**WHAT TO DO**.
**A)** Write out the part of the court opinion on the defamation appeal from "Summary of this" up to and including "Pro Se Appellant.".
**B)** Extend the court opinion on the defamation appeal, picking up after its last sentence.

**ARTICLE**.
* Start *

Summary of this case from Martinez v. Martinez


No. 27,959.

October 24, 2008. Certiorari Denied, January 7, 2009, No. 31,463.

Appeal from the District Court, Bernalillo County, Valerie M. Huling, D.J.

Angela Victoria Woodhull, Ph.D., Gainesville, FL, Pro Se Appellant.

Bannerman Williams, PA, Bryan J. Davis, Albuquerque, NM, for Appellee.


{1} Angela V. Woodhull, Ph.D. (Plaintiff), acting pro se, appeals the trial court's grant of summary judgment in favor of Carolyn Meinel (Defendant). The trial court ruled that the applicable New Mexico statute of limitations and 47 U.S.C. § 230 (1998), the Communications Decency Act of 1996 (CDA), both bar Plaintiffs defamation claim. Plaintiffs appeal presents the first opportunity for this Court to consider the statute of limitations and CDA as they relate to Internetbased defamation claims in New Mexico. We reverse the trial court's grant of summary judgment and remand.

{2} Plaintiff also appeals the trial court's decision on three other matters, including denial of her motion for summary judgment, denial of her motion to sanction defense counsel, and denial of her motion to amend her civil complaint. Defendant argues that, while her motion for summary judgment on the statute of limitations and CDA was properly granted, her motion for summary judgment on grounds that Plaintiff is not the real party in interest was improperly denied. We do not consider any of these matters because of procedural issues.

* End *

**INFORMATION SUPPLIED**.

* Start *

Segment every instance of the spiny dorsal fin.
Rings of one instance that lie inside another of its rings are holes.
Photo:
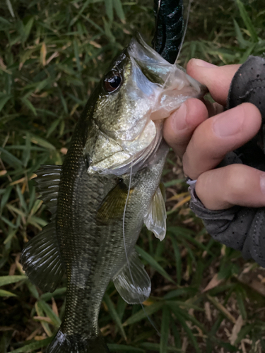
[[[37,183],[36,191],[40,193],[40,198],[53,215],[57,208],[61,169],[59,165],[42,165],[42,168],[36,172],[37,178],[35,179]]]
[[[54,292],[64,273],[53,220],[23,249],[20,263],[26,275],[42,290]]]
[[[143,303],[149,297],[151,283],[135,251],[129,258],[129,269],[128,263],[126,263],[113,278],[113,282],[116,289],[128,304]]]
[[[165,238],[167,230],[166,219],[167,211],[165,201],[160,187],[158,186],[153,196],[148,211],[143,217],[143,222],[146,228],[162,241]]]

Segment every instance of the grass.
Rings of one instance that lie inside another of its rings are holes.
[[[137,30],[151,43],[151,0],[6,0],[0,17],[0,352],[44,352],[63,316],[65,287],[42,293],[19,264],[49,214],[31,180],[61,164],[88,95]],[[196,1],[180,64],[218,65],[265,52],[263,0]],[[143,229],[137,250],[151,298],[127,305],[110,284],[100,325],[111,352],[265,351],[265,270],[216,243],[189,209],[181,162],[170,152],[168,229]],[[160,337],[146,318],[148,314]]]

* End *

**ANSWERS PER TASK**.
**A)**
Summary of this case from Martinez v. Martinez


No. 27,959.

October 24, 2008. Certiorari Denied, January 7, 2009, No. 31,463.

Appeal from the District Court, Bernalillo County, Valerie M. Huling, D.J.

Angela Victoria Woodhull, Ph.D., Gainesville, FL, Pro Se Appellant.

**B)**
{3} Defendant operates the website Plaintiffs defamation claim is based on two instances of Defendant's posting comments on her website about or relating to Plaintiff in a section entitled "It Sucks to Be Me." On October 14, 2003, Defendant posted an email message from Plaintiff entitled "Please contact me" and stating "I have a job for you." Just below the email message Defendant posted her own comments. Specifically, she stated that upon calling, Plaintiff knowingly solicited her to commit a federal crime by offering her the job of "breaking into a news web site that had written something unflattering about her."

{4} Approximately two years later, on January 6, 2006, Defendant made a second posting on her website titled " The worst of `It Sucks to Be Me,' 2005." The posting first recapped the 2003 incident described above, adding that even after Plaintiff was informed that she was requesting a criminal act, she nonetheless offered to pay for its performance. It went on to state that Defendant's only recourse against Plaintiff for her alleged unlawful request was "to make fun of her on this website."

{5} Defendant's 2006 posting also contained the content of an email exchange between Defendant and Mike Gimignani, a staff member at the Independent Florida Alligator (the Alligator), a student run newspaper at the University of Florida. In that exchange, Defendant asked Gimignani whether his newspaper's website (http://www.alligator. org) had information about Plaintiff that she "disliked." Gimignani's response contained details about a dispute between Plaintiff and the Alligator related to whether a play by Plaintiff featured "dancing penises and condoms." Defendant additionally commented that further research revealed that Plaintiff had "been on America's Funniest Home Videos" and "says she is proud to be known as Wedgie Woman."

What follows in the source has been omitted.